**Required work**
In the data below, find the line containing "Your specific task is to find coat sleeve."; transcribe it and each line after it exactly, through the last, skipping pictures.

[Stored data entries]
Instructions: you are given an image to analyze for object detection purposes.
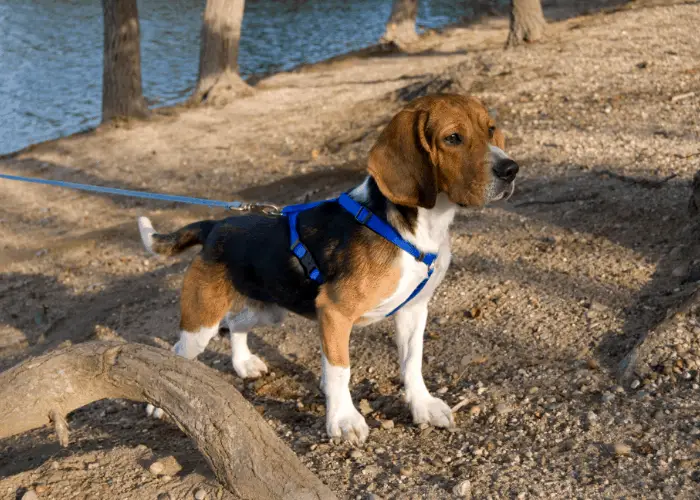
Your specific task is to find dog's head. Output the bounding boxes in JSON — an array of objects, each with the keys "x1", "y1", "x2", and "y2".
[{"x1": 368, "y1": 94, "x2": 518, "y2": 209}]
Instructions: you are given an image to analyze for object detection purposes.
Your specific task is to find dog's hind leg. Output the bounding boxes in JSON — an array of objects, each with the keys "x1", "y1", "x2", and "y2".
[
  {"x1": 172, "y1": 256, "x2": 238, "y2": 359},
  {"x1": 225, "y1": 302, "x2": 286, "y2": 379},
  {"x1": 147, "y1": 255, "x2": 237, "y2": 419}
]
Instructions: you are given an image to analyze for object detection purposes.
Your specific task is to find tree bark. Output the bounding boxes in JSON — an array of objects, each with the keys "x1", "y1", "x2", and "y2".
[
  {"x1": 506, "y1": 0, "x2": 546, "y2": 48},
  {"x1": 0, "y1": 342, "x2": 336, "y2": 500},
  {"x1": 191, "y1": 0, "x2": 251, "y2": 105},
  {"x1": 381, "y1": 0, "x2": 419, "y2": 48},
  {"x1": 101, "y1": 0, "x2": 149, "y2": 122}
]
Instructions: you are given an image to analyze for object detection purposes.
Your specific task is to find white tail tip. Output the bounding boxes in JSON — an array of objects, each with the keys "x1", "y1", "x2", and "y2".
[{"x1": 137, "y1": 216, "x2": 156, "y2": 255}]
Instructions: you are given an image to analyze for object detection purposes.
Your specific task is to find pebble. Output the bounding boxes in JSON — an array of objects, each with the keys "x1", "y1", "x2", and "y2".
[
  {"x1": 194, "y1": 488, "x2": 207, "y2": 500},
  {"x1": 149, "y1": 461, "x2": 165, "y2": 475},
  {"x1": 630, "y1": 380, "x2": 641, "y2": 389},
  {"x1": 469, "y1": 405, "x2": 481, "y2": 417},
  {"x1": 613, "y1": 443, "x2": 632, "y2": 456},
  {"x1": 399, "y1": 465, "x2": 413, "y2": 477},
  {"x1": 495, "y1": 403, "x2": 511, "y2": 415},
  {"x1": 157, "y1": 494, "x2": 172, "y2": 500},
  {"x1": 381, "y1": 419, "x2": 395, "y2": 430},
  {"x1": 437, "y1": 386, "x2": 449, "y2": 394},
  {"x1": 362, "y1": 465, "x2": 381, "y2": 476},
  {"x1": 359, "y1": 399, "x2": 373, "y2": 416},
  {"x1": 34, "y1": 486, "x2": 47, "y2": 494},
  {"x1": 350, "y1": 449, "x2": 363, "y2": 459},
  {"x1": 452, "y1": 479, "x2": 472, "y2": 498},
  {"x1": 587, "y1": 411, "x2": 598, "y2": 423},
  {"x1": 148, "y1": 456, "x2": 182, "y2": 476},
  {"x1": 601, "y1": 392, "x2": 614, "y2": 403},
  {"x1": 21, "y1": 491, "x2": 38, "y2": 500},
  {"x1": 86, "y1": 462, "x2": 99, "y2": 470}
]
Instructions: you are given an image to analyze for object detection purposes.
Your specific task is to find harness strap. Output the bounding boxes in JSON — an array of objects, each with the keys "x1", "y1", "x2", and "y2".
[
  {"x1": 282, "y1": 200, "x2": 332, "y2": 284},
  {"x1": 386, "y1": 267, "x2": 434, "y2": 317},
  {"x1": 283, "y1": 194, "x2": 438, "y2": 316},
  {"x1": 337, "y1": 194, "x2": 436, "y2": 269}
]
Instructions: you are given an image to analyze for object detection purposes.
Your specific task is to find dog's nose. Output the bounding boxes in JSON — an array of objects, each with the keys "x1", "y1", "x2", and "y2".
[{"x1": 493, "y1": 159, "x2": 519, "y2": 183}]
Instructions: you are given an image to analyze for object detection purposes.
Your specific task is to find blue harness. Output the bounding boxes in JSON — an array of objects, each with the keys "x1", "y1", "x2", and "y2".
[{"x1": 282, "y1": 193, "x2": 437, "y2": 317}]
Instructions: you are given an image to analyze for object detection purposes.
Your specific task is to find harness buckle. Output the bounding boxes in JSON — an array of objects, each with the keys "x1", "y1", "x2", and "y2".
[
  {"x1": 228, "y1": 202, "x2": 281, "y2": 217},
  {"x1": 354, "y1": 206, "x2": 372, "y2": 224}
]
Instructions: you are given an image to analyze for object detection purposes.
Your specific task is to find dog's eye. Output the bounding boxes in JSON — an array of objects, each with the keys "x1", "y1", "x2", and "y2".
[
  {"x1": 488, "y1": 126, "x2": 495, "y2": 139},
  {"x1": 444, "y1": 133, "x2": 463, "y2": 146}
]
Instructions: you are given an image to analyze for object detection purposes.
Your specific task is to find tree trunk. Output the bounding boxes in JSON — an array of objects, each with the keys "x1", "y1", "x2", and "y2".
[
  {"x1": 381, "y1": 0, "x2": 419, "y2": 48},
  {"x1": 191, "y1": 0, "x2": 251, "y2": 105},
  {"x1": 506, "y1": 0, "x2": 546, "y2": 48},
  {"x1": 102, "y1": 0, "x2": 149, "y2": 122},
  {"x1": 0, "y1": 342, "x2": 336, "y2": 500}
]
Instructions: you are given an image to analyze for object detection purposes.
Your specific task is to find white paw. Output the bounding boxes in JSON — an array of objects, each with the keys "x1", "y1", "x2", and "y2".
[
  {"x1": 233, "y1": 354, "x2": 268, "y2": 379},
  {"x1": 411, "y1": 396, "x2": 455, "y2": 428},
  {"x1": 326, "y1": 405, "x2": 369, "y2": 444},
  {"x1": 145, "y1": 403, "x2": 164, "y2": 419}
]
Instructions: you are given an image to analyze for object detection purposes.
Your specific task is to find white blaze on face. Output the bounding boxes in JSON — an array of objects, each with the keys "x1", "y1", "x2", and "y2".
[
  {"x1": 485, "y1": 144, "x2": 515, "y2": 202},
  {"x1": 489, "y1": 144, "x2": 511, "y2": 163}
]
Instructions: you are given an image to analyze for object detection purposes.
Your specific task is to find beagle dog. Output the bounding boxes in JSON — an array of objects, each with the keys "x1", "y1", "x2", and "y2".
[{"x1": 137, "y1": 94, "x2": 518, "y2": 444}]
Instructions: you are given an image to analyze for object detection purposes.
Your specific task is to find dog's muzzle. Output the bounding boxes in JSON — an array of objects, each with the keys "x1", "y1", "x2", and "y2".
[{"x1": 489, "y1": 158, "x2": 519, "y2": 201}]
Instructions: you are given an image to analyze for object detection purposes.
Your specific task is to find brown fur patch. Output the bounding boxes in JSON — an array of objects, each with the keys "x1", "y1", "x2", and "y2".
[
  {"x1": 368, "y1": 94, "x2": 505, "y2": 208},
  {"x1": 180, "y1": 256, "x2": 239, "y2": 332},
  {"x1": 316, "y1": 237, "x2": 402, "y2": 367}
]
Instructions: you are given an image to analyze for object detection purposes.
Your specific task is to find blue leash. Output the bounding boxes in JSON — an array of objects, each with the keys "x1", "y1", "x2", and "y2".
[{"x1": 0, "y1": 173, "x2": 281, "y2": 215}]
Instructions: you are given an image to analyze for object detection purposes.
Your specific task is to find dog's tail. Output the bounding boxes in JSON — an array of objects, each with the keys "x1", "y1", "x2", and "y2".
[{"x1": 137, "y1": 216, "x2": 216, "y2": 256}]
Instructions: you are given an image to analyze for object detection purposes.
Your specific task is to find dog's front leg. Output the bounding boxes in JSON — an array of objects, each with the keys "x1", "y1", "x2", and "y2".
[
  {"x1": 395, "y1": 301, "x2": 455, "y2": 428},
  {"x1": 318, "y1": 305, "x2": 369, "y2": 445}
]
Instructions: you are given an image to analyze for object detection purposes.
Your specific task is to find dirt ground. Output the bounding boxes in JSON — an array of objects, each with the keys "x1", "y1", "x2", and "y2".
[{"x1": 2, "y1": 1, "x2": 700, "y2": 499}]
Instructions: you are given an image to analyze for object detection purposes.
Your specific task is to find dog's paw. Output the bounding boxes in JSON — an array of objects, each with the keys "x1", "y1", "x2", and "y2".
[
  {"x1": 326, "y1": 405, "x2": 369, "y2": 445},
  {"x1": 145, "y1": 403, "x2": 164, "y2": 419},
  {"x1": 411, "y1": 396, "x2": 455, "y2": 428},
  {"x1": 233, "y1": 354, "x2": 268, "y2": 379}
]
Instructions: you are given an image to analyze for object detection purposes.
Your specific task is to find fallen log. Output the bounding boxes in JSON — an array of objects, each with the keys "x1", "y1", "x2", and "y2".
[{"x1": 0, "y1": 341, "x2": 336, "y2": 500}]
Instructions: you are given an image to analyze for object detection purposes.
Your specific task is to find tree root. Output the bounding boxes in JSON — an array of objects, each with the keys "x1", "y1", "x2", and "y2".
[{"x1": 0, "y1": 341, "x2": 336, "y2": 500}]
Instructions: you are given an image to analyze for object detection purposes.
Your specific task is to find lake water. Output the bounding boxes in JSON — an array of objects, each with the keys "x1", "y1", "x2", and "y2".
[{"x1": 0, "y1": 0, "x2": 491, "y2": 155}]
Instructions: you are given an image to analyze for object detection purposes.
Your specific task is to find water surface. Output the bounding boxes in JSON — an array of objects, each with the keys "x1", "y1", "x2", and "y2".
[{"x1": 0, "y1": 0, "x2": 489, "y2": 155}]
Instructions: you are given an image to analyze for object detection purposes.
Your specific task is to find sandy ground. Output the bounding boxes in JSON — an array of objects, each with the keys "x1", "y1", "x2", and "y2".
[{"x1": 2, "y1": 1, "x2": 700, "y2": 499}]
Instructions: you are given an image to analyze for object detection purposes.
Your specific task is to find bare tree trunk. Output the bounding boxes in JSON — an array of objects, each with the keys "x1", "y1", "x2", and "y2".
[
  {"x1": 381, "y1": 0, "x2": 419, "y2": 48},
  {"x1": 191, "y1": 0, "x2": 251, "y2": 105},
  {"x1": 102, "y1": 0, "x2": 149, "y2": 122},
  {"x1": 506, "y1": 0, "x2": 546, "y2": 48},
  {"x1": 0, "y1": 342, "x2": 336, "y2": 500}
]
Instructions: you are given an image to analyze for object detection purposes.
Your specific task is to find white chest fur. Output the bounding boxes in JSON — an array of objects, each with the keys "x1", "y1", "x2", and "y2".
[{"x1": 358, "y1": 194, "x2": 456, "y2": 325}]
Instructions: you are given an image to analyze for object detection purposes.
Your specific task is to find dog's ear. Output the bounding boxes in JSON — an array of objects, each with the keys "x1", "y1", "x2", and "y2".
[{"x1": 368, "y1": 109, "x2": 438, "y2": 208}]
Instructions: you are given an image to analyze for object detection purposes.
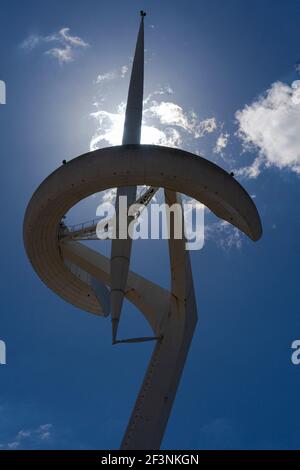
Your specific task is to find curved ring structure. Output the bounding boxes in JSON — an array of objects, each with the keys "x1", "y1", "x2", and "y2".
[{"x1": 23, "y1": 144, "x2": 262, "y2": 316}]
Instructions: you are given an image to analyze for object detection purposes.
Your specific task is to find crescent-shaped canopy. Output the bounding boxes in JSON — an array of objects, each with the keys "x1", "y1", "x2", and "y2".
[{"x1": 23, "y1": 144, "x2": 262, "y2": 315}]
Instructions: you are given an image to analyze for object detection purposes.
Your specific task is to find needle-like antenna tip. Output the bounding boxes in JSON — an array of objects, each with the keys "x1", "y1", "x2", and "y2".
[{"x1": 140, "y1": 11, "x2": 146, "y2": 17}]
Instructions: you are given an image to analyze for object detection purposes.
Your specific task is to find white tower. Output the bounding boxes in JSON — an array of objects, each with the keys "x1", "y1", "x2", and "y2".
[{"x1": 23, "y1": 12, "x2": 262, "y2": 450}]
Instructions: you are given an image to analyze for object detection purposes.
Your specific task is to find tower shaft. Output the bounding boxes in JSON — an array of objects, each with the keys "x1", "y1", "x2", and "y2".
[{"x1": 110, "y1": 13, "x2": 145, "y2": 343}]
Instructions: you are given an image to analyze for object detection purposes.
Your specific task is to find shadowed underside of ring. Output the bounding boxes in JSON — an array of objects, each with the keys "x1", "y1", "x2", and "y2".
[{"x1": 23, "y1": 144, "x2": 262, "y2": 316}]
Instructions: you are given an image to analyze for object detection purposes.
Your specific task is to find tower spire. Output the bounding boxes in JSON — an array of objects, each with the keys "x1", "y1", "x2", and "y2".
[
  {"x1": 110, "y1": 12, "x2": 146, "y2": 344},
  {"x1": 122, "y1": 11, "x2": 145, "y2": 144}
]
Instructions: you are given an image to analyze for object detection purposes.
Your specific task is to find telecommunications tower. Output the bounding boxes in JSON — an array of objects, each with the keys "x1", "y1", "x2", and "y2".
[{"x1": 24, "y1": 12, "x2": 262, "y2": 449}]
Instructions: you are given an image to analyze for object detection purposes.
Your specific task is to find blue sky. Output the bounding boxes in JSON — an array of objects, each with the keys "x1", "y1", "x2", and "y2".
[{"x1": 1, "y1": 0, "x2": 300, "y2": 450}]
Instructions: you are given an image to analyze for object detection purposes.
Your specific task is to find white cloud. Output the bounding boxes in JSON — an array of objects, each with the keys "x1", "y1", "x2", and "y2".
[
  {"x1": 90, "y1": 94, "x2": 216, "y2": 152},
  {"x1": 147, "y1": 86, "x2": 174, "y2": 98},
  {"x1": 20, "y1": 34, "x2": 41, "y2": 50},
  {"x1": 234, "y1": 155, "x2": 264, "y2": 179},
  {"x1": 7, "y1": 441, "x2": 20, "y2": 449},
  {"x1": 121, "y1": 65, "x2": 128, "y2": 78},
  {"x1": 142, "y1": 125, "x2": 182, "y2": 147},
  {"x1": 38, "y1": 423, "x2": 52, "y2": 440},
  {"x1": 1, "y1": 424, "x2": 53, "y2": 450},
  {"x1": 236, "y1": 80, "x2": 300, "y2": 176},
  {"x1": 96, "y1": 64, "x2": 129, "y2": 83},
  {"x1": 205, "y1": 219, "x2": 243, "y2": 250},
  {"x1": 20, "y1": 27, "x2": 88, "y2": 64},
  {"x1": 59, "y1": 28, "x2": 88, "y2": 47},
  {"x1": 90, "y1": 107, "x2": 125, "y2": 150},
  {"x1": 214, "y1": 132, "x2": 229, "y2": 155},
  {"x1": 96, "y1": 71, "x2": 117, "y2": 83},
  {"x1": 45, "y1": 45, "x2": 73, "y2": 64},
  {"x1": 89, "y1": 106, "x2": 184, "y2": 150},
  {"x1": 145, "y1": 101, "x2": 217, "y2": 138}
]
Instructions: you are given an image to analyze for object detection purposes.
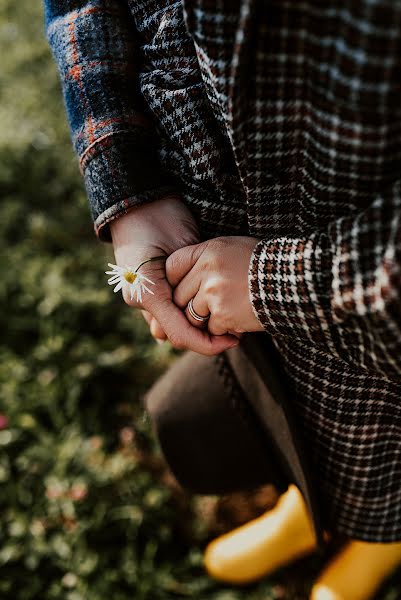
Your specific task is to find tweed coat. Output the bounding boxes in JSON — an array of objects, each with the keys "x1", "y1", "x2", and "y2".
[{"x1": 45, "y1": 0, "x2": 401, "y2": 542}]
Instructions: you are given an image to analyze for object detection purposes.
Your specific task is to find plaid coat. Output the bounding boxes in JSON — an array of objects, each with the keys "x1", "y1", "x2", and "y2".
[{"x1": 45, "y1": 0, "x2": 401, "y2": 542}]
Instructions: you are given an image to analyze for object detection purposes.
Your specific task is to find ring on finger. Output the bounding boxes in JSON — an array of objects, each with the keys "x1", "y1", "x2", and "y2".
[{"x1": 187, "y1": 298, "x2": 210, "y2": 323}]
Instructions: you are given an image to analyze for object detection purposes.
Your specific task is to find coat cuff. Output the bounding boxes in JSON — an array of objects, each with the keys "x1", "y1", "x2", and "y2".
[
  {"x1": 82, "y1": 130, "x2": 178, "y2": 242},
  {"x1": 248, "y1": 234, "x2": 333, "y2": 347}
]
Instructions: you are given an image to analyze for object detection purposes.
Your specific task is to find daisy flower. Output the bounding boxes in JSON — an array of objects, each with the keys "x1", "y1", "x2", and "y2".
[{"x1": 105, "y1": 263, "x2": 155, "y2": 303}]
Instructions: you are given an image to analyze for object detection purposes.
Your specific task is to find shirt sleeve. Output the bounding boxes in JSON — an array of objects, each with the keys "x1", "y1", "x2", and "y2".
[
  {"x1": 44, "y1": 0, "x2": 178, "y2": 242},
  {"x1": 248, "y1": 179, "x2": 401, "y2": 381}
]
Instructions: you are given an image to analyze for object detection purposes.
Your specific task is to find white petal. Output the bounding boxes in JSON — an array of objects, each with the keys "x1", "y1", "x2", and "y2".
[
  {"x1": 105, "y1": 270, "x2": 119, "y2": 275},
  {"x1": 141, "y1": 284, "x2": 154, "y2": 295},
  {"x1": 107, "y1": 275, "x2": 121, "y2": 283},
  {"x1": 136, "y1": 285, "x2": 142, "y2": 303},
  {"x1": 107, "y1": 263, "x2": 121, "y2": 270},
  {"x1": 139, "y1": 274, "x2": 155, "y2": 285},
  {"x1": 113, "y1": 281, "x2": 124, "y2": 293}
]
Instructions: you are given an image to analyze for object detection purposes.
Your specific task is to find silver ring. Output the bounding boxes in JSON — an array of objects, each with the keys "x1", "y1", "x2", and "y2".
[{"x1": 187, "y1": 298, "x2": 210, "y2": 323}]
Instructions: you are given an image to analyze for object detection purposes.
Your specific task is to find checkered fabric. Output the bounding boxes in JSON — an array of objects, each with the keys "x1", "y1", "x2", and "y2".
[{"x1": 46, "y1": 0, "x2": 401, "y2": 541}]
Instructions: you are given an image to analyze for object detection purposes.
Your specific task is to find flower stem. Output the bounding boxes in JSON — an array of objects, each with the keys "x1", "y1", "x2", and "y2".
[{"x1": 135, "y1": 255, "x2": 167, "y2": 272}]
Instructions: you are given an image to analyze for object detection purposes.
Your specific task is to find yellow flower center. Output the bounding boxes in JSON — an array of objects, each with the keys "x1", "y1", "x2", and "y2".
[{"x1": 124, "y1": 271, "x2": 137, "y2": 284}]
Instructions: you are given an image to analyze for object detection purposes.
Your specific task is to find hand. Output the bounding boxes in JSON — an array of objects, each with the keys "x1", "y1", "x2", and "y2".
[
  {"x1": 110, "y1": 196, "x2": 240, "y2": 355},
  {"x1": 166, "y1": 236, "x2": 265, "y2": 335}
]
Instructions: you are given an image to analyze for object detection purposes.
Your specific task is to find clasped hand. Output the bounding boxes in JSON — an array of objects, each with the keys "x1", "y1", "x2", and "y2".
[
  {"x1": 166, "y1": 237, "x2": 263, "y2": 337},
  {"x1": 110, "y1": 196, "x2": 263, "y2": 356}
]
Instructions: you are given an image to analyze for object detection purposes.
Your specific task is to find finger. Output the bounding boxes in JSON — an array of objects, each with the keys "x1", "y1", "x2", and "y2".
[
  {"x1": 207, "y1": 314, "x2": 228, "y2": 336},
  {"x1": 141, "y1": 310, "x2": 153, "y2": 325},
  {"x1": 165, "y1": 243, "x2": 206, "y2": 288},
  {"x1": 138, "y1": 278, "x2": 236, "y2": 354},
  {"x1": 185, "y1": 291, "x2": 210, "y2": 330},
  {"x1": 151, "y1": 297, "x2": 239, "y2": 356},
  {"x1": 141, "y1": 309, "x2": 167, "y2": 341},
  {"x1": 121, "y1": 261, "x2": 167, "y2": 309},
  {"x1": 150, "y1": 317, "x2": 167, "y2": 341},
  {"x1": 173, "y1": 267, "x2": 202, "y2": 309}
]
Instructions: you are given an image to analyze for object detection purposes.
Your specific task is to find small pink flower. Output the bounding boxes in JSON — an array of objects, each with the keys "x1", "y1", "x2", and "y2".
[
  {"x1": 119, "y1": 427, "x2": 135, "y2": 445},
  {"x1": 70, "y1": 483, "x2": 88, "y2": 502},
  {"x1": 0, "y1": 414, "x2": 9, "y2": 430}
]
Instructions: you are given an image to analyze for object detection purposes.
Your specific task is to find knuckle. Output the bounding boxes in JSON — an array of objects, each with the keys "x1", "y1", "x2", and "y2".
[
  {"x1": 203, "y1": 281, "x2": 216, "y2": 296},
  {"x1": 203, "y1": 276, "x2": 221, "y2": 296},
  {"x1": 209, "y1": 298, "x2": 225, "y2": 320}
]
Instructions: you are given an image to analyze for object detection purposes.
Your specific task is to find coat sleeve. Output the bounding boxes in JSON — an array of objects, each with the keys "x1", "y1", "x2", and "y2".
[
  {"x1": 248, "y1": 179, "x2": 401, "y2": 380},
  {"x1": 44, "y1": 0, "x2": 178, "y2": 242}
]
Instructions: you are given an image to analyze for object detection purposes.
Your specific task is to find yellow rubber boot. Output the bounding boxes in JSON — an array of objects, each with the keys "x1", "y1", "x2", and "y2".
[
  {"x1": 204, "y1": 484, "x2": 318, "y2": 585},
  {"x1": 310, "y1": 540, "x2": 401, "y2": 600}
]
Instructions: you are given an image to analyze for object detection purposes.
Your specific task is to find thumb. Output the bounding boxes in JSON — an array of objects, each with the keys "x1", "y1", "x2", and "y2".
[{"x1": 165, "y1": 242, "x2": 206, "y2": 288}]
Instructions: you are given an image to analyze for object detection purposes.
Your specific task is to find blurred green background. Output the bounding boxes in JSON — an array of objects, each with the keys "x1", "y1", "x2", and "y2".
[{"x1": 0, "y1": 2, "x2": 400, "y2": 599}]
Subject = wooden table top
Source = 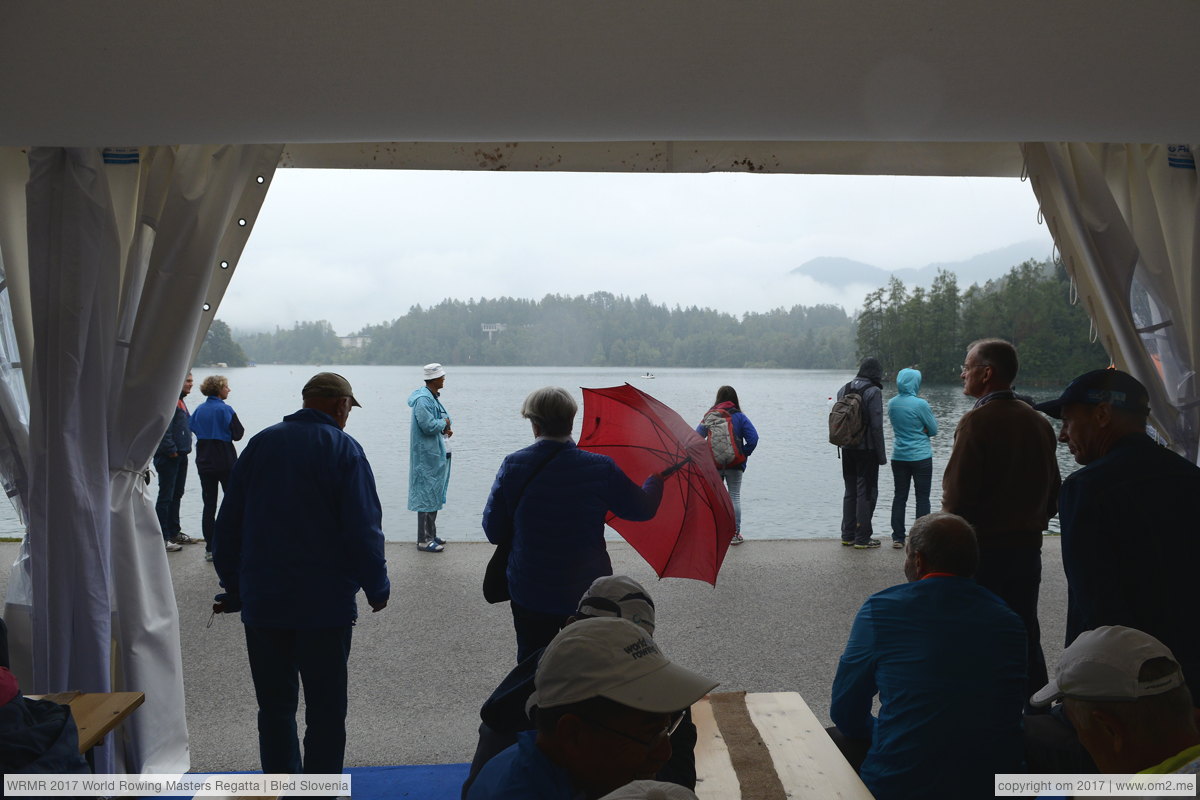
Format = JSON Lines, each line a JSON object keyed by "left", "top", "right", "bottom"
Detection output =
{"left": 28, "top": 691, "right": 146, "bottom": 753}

**The answer**
Your specific task is to find coat sleeve. Output the bounding boxes in JSON — an array of objects, each with the keys "x1", "y1", "x2", and "y2".
[
  {"x1": 248, "y1": 179, "x2": 401, "y2": 380},
  {"x1": 44, "y1": 0, "x2": 178, "y2": 242}
]
Instructions: you are given an image to analyze for object detection purposes.
Your specific task is to find yellow rubber boot. Output the bounding boxes in JSON — an array of objects, each with the keys "x1", "y1", "x2", and "y2".
[
  {"x1": 204, "y1": 484, "x2": 318, "y2": 585},
  {"x1": 310, "y1": 540, "x2": 401, "y2": 600}
]
Instructions: you are given an image to analyze for object detection purposes.
Your specific task is to find thumb. Output the bounding boxes in JSON — an array of objects, each with the keys "x1", "y1", "x2", and "y2".
[{"x1": 165, "y1": 242, "x2": 206, "y2": 288}]
Instructions: you are given an image to analyze for object detection purposes.
Your specific task is to find blurred green background. Output the bounding boxes in JSON — an array of objects, each with the keys "x1", "y1", "x2", and "y2".
[{"x1": 0, "y1": 2, "x2": 400, "y2": 599}]
Subject = wooden table top
Source = 
Format = JSON Lines, each line a JSON object keyed by "left", "top", "right", "bottom"
Detection output =
{"left": 28, "top": 691, "right": 146, "bottom": 753}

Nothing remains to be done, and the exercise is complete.